GOAL OF THE EXERCISE: Tally the lines of the records that contain the string "snowmobile", treating letter case as significant, and give only the number.

(Saved entries)
[Start]

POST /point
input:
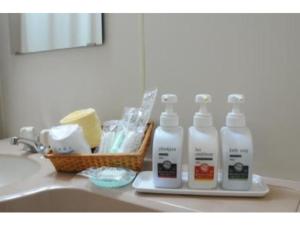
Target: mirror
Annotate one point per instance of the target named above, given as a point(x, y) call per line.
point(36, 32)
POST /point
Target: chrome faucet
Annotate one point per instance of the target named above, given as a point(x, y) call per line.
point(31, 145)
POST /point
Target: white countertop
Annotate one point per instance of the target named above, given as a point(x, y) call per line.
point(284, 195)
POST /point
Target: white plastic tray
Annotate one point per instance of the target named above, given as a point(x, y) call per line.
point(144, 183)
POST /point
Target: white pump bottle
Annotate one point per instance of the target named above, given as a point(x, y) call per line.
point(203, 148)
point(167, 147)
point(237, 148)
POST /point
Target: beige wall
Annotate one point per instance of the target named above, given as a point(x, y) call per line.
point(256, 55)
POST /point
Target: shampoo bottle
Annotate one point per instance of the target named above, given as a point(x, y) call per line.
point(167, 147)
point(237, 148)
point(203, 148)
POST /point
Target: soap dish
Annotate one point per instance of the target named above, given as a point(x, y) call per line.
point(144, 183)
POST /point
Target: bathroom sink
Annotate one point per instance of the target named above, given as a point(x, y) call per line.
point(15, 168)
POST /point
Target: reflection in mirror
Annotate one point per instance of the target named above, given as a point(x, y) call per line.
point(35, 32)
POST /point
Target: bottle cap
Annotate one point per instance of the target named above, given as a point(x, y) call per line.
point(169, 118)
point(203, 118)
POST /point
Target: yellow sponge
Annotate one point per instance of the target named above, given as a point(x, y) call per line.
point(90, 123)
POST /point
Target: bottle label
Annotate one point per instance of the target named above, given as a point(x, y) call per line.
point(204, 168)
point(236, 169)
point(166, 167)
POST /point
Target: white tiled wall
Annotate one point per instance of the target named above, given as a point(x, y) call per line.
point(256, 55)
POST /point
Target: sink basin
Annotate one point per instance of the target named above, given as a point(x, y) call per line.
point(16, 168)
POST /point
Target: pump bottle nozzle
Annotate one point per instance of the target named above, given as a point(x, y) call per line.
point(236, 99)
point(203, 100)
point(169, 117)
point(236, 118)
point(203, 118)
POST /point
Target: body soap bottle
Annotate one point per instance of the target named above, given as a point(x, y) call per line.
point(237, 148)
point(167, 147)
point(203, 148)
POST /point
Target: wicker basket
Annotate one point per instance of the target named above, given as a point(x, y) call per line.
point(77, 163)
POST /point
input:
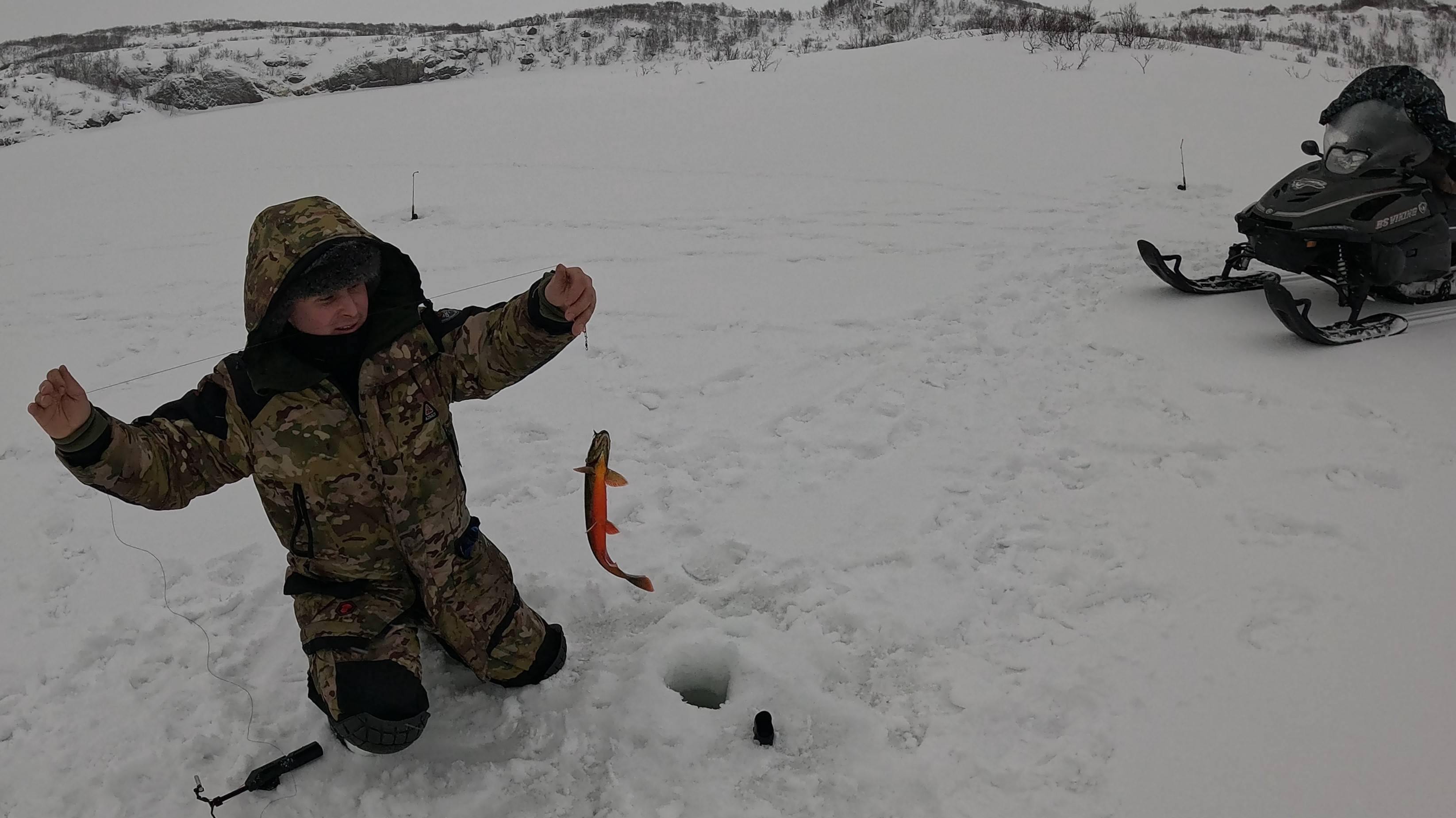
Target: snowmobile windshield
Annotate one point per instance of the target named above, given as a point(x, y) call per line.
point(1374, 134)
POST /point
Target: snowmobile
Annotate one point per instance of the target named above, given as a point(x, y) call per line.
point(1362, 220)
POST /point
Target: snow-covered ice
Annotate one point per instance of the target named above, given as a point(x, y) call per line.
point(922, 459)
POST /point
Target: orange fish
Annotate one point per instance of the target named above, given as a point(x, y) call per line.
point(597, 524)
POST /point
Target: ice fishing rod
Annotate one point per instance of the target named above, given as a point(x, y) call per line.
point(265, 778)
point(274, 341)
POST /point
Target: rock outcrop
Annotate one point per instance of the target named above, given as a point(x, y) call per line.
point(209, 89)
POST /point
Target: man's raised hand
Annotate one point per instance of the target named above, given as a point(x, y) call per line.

[End]

THE RESULT: 2